-- 課題一覧 --
1. 食欲魔人日記の11/12(月)の項で、日付のすぐ下に並ぶ飲食物をすべて書き出すこと。
2. 食欲魔人日記を、最後の文に続けて書き継ぐこと。

-- 本文 --

================================

食欲魔人日記 01年11月 第3週
11/12 (月)
アサリのXO醤蒸し (夕御飯)
バナナ
アイスカフェオレ

朝7時、目覚まし時計が鳴っても、だんなも私も起きられなかった。決死の思い、という風情でもってだんながパシリと時計を止め、再び寝に入る。もとより私は目覚ましを止めようともしないまま寝くさっていた。7時半。もにょもにょとだんなが起きて、
「……朝御飯、外で食べるから今は寝る〜」
と呟くと共にまた寝始めた。結局起きたのは8時も過ぎた頃だ。月曜日だというのに、全体的にやる気がない我が家だった。

だんなを送り出した後、おもむろにバナナを囓る朝御飯。

================================

-- 提供データ --
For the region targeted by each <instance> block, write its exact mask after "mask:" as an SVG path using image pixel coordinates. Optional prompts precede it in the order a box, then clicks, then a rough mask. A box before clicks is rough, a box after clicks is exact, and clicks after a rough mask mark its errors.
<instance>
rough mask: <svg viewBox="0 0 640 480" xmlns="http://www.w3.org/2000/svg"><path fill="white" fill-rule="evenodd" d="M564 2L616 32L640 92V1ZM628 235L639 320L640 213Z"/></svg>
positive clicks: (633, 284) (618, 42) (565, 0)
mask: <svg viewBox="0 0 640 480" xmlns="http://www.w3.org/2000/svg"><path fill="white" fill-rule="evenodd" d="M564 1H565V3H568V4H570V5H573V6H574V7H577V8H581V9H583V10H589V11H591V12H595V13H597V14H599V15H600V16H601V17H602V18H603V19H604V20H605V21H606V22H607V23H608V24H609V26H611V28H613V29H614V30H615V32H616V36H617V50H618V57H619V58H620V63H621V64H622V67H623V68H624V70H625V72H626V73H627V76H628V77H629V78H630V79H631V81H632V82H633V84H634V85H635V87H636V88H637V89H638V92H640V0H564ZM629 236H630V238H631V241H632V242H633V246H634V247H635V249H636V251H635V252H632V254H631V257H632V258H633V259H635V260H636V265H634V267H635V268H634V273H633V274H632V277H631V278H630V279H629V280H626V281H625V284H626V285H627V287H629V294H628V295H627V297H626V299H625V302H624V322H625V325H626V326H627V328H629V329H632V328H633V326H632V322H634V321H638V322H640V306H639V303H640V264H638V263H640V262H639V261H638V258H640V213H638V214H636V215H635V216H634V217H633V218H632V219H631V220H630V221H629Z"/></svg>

================================

-- 課題別の解答 --
1. アサリのXO醤蒸し(夕御飯)、バナナ、アイスカフェオレ

2.
お義母さんの話によると、ここ近辺で木曜日にバナナが特売なのであるらしい。「大きいの、買うのはいいけど食べきれないのよねー」と、毎週木曜日に我が家は"バナナのおすそわけ"をいただいてしまっている。最近、バナナは一度も買ったことがないはずなのにいつでもバナナは常備されている状態なのだった。

バナナの歌なぞ歌いながらバナナを食べる。
「バナナ〜はどーこへ行ったかな♪バナナンバナナンバ〜ナ〜ナン♪」
ま、昨今バナナブームみたいだし(←スマスマの中居くん)。

ツナサンド
ラム酒垂らしホットミルク

お仕事いっぱいの一日、今日はもう一日中モニターの前に張り付いて電磁波と仲良しな一日。
それでも昼にはガツンと蛋白質が食べたくて、ツナ缶詰を開けて刻み玉ねぎを山ほど加えてマヨネーズをにょろにょろと絞りまくり、8枚切り食パン2枚の間にたっぷり挟んでツナサンド。マグカップに牛乳入れてレンジでチンして、あつあつになったところに砂糖放り込んでラム酒垂らして気合い入れ。
「おーしっ、カルシウム補給完了〜!」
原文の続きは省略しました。